YOUR OBJECTIVE: Show each line of the records below that contains the word "attribute", copied in full.

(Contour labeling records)
━━━━━━━━━━━━━━━━━━━━━━━━━━━━━━

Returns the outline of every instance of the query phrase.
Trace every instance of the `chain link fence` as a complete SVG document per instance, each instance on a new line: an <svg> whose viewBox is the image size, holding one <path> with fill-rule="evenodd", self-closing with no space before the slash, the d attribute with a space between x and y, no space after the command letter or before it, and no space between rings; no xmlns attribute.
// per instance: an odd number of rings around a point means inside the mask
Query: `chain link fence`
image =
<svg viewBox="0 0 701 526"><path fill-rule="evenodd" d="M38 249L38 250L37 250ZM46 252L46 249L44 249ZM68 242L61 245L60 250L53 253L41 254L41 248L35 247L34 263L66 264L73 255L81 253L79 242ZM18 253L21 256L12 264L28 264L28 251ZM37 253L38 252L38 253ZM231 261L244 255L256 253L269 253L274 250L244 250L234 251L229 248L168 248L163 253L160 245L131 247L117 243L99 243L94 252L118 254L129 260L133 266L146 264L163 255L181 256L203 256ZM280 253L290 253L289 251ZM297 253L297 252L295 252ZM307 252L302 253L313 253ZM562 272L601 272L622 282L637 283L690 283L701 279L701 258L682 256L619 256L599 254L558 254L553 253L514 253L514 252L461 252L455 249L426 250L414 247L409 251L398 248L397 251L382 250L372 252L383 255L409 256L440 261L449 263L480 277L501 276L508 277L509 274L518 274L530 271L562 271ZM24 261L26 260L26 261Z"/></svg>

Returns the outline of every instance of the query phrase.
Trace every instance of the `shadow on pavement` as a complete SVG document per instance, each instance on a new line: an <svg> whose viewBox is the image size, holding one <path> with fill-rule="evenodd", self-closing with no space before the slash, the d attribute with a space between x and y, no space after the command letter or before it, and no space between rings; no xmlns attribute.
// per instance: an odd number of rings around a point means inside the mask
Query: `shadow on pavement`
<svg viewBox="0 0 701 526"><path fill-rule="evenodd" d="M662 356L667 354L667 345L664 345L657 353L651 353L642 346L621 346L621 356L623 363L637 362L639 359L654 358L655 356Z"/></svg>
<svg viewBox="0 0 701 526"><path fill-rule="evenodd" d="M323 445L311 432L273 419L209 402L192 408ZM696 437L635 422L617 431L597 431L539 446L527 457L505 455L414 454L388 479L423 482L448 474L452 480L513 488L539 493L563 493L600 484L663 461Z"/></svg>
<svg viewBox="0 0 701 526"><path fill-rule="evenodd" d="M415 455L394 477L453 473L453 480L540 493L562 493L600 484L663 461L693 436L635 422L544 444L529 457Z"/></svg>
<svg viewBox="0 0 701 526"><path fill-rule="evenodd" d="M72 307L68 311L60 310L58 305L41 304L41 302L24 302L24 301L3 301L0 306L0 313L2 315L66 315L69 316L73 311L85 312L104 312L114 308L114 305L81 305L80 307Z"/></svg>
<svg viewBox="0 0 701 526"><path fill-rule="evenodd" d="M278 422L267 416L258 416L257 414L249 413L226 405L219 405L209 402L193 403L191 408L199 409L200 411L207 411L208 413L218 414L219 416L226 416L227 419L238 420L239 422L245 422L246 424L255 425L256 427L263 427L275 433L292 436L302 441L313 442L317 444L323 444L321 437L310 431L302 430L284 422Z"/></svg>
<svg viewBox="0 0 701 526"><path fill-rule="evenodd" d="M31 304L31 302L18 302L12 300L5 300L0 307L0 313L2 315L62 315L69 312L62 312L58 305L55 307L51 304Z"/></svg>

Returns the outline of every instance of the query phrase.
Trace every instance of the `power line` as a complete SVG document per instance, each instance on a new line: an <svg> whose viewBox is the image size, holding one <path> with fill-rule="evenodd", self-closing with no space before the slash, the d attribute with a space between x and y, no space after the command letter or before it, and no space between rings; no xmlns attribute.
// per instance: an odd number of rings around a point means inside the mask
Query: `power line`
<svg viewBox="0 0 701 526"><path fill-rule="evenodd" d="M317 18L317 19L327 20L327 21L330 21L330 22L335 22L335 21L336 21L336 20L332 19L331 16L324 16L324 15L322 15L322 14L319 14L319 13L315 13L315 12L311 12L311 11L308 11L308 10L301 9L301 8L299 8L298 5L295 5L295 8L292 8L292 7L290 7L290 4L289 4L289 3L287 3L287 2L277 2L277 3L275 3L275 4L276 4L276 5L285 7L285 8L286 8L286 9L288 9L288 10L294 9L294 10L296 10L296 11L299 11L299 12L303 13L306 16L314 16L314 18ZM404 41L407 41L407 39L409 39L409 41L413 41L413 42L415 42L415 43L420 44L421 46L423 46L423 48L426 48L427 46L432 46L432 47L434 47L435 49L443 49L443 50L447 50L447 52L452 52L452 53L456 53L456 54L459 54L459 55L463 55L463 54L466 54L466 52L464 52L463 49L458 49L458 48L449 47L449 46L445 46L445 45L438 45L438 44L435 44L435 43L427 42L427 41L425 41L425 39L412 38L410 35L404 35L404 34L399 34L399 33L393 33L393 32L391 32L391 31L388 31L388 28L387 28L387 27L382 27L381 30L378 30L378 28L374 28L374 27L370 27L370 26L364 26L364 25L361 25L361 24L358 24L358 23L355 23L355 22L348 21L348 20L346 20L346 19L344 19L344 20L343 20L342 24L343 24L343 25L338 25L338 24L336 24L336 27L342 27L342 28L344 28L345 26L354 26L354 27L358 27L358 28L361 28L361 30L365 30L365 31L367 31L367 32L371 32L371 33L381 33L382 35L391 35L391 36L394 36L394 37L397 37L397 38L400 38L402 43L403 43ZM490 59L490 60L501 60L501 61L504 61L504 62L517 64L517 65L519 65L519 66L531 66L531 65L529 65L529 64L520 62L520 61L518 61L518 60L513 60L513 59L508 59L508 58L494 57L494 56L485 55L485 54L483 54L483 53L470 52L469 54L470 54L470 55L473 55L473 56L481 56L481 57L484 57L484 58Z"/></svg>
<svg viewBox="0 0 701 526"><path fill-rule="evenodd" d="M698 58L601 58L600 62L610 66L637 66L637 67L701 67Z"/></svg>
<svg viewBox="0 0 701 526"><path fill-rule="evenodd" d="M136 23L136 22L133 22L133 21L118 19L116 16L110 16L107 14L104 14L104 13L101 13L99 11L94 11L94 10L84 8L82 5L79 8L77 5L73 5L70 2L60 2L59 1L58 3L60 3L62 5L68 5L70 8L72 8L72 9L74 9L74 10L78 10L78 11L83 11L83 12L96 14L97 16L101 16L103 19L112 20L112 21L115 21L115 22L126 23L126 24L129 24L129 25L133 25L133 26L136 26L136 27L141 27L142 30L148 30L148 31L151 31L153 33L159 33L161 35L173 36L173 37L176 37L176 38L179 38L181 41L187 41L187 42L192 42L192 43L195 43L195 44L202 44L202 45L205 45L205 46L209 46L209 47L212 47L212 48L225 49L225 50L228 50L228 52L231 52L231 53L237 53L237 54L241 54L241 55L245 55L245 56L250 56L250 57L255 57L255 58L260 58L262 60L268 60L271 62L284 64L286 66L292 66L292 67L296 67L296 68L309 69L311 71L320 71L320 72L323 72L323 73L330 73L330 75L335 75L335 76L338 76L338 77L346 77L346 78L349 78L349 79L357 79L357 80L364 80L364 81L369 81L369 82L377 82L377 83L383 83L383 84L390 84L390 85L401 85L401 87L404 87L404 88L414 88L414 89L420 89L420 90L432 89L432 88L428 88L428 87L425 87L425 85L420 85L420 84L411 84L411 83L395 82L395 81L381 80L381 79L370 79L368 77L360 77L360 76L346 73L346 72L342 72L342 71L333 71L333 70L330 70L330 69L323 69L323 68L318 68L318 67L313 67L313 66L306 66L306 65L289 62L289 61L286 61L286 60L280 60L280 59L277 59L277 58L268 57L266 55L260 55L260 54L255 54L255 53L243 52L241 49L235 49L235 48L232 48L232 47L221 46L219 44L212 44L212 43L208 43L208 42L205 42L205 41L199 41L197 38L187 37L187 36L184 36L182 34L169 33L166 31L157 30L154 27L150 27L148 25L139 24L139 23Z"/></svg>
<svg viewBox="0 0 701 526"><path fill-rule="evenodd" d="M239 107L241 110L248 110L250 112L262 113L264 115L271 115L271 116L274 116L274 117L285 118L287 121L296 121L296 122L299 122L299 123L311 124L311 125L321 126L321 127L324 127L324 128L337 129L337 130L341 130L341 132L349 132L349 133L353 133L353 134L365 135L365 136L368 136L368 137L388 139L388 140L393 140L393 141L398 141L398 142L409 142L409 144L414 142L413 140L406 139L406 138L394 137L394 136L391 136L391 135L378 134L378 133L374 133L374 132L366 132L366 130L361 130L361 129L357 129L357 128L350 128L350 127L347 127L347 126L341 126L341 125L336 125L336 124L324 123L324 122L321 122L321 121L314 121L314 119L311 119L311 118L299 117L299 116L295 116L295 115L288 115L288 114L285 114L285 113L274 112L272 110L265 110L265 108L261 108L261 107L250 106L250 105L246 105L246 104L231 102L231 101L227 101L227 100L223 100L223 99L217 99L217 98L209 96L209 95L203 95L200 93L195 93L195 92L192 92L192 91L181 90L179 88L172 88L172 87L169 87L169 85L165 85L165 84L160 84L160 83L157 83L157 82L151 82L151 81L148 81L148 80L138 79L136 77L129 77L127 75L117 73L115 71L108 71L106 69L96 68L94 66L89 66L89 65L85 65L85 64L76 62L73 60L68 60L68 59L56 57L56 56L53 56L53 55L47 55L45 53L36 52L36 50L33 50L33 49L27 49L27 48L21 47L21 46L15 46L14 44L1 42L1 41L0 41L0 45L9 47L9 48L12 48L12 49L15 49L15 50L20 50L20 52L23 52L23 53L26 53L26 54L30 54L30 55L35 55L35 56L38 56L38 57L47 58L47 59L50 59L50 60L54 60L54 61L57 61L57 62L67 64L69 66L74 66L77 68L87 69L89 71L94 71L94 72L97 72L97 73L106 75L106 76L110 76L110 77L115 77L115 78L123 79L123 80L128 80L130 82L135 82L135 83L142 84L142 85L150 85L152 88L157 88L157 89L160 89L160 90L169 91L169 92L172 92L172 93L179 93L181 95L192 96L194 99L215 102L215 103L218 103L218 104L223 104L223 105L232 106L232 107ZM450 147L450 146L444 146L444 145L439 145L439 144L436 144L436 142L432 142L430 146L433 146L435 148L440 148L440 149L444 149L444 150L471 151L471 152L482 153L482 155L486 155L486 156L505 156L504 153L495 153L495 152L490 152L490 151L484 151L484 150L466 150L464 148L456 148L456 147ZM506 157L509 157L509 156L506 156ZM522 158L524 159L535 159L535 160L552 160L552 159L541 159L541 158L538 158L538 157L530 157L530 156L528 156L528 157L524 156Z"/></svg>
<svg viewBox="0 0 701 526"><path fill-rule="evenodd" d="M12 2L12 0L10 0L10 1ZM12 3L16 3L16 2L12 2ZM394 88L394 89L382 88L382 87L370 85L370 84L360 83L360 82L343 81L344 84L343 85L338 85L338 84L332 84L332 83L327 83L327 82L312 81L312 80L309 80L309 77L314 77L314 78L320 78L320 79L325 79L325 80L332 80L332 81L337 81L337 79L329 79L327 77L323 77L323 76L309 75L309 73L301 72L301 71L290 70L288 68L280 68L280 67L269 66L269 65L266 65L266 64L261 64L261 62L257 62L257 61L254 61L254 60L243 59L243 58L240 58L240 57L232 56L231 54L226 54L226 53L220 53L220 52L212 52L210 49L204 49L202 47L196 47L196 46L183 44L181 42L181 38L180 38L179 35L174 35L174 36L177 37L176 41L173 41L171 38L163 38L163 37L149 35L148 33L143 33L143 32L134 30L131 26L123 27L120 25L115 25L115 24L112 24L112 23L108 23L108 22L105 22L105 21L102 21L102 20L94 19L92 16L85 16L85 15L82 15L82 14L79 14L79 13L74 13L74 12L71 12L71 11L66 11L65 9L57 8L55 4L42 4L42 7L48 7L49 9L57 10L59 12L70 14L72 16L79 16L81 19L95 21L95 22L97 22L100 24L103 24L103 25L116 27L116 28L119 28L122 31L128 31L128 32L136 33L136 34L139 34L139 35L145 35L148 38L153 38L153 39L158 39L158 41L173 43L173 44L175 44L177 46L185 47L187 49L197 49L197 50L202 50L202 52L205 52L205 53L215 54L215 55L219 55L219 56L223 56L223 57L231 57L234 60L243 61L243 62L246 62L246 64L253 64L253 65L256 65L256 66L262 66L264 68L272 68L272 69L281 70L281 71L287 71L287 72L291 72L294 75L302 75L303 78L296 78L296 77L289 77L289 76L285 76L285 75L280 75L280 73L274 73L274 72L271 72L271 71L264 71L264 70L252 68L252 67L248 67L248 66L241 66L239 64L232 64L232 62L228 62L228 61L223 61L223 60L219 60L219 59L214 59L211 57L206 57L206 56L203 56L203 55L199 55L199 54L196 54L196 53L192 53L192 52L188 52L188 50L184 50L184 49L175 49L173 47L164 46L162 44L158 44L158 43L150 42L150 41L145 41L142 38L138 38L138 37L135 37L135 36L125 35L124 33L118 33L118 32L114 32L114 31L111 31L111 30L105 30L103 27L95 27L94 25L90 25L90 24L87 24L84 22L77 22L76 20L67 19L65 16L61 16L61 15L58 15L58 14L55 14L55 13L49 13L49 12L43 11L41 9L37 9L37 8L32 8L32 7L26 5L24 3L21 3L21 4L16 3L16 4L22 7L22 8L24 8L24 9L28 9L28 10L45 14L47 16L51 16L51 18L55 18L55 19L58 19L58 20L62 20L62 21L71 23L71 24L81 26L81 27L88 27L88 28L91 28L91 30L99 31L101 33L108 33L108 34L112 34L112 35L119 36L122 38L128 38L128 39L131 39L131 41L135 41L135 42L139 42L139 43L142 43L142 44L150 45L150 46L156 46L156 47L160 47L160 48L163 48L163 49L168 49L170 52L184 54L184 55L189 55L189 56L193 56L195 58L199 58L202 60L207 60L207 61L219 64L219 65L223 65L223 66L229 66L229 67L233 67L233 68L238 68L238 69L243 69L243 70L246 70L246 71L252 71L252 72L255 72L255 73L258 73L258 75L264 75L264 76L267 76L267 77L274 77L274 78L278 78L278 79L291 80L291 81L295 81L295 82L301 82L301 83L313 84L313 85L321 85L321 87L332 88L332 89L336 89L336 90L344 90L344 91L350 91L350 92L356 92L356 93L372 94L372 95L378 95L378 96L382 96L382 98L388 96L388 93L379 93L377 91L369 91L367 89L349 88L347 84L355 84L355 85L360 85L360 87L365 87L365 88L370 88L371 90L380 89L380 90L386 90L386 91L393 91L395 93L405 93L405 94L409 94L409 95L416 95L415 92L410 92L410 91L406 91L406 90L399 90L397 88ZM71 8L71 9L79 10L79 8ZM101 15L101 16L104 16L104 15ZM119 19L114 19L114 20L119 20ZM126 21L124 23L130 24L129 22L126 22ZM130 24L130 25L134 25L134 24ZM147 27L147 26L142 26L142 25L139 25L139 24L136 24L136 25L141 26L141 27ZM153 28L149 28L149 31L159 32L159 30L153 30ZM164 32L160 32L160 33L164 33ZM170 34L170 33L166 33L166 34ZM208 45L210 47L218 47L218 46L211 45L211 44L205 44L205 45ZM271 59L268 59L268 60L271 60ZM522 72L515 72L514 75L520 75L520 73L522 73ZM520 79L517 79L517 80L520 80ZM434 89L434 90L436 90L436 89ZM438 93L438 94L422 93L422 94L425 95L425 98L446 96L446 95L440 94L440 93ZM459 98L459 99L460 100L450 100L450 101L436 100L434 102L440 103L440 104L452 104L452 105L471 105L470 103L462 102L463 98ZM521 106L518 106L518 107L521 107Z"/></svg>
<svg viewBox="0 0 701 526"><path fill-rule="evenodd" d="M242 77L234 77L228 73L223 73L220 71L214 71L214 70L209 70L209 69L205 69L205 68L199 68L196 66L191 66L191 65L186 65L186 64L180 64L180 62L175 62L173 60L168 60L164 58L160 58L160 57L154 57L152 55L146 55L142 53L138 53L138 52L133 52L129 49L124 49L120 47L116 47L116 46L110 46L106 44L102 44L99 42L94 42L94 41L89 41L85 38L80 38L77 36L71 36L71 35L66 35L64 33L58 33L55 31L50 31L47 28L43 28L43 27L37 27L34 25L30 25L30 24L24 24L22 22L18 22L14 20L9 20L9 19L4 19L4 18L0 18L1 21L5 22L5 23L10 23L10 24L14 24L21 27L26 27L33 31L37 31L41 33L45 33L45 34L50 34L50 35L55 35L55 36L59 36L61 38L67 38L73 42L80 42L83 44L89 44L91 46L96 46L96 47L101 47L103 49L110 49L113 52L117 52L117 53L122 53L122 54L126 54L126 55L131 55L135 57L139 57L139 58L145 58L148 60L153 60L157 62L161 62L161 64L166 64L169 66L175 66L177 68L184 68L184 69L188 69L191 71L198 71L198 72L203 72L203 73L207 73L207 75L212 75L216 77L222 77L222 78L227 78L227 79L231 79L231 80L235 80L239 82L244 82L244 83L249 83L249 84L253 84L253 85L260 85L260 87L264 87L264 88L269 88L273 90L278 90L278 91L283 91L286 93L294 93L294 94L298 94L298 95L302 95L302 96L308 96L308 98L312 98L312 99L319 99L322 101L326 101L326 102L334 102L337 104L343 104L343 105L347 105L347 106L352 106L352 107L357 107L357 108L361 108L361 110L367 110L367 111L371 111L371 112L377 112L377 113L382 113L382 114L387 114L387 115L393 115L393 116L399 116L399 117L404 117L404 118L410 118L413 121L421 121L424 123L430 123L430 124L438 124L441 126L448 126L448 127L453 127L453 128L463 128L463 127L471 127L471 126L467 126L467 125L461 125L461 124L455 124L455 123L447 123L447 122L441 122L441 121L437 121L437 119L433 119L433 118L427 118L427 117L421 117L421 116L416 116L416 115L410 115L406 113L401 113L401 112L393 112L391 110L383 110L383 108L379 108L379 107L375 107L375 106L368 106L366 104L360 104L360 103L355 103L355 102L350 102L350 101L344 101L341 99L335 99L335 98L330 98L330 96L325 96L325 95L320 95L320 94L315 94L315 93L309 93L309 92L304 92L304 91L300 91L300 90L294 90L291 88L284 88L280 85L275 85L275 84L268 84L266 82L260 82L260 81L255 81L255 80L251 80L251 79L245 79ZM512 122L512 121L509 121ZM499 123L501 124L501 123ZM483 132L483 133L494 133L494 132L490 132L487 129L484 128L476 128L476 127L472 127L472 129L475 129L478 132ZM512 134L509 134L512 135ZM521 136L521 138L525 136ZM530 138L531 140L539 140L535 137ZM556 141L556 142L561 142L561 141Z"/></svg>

━━━━━━━━━━━━━━━━━━━━━━━━━━━━━━

COMPLETE OUTPUT:
Trace every instance of the `chain link fence` as a complete SVG document per instance, each instance on a new line: an <svg> whose viewBox is the image size, holding one <path> with fill-rule="evenodd", self-closing with no space before the slash, the d attribute with a space between x and y, no space after the command letter or before it, and no space between rings; no xmlns attribute.
Trace every instance of the `shadow on pavement` as a complete SVG document per instance, each instance on a new line: an <svg> whose viewBox is the image size, holding one <path> with fill-rule="evenodd", self-closing with no space before the slash, the d attribute with a space between x and y, no space after the command letter or before it, and no space between rings; no xmlns attribute.
Trace every instance of the `power line` as a complete SVG document per instance, each instance on a new line: an <svg> whose viewBox is the image size, holding one <path> with fill-rule="evenodd", self-closing with no space before the slash, the d attribute with a space between x and y, no space after the command letter or before it, and no space between rings; no xmlns attribute.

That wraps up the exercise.